- Selected extract
+---+

The Finnish model: A beacon for education reform?

What can Canada learn from Finland’s commitment to education?

By Vivian McCaffrey | Posted September 7, 2012 by

For the last decade, Finland’s success on international tests has caught the attention of education policymakers around the world. What is it about this small Nordic nation that has led to its students’ high performance in science, math and reading assessments? Are there lessons for other countries, such as Canada? Pasi Sahlberg, a former teacher and education expert, endeavours to answer these questions in Finnish Lessons: What Can the World Learn from Educational Change in Finland?

What is most perplexing for international experts is that Finland has produced top-performing students while eschewing market-based education reforms premised on competition and standardized tests. “Finland is an example of a nation that lacks school inspection, standardized curriculum, high-stakes student assessments, test-based accountability, and a race-to-the-top mentality with regard to educational change,” Sahlberg explains.

In Finland, the emphasis is on teacher-based assessment; teachers have the authority to design their own assessments and use them when they deem appropriate. External testing is limited. About 10 per cent of students participate in random-sample tests to assess aspects of the education program. The only universal test is the matriculation exams that high school students must pass to be eligible for post-secondary education.

+---+

- Data listing
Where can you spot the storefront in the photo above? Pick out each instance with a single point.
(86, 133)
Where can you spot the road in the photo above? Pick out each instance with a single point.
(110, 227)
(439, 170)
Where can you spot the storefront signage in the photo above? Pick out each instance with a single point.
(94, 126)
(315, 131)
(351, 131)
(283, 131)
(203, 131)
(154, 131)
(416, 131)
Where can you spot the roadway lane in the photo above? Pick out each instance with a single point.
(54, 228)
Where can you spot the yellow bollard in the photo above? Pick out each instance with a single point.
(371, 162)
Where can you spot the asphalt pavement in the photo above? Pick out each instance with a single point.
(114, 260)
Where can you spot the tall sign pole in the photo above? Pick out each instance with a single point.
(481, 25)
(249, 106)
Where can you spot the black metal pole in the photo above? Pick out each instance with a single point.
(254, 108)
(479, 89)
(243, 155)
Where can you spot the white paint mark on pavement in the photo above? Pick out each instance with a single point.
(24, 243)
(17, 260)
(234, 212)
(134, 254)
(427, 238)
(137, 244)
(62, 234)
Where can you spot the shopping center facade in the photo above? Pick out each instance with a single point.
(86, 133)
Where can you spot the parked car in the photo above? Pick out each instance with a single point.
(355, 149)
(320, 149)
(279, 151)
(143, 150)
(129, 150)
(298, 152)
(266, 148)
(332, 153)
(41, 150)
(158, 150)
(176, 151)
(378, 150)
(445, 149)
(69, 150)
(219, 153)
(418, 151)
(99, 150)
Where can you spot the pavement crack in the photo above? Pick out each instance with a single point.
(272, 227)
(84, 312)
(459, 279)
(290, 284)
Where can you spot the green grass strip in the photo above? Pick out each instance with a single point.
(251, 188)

+---+

- Problem description
Give a two-sentence summary of the article on Finland's education model.

- Solution
Finland's students score highly on international science, math and reading tests even though the country avoids market-based reforms such as standardized tests, school inspection and test-based accountability, a puzzle that former teacher and education expert Pasi Sahlberg takes up in Finnish Lessons. Finnish teachers instead design their own assessments and use them when they see fit, external testing is limited to random-sample tests of about 10 percent of students, and the only universal test is the matriculation exam that high school students must pass to qualify for post-secondary education.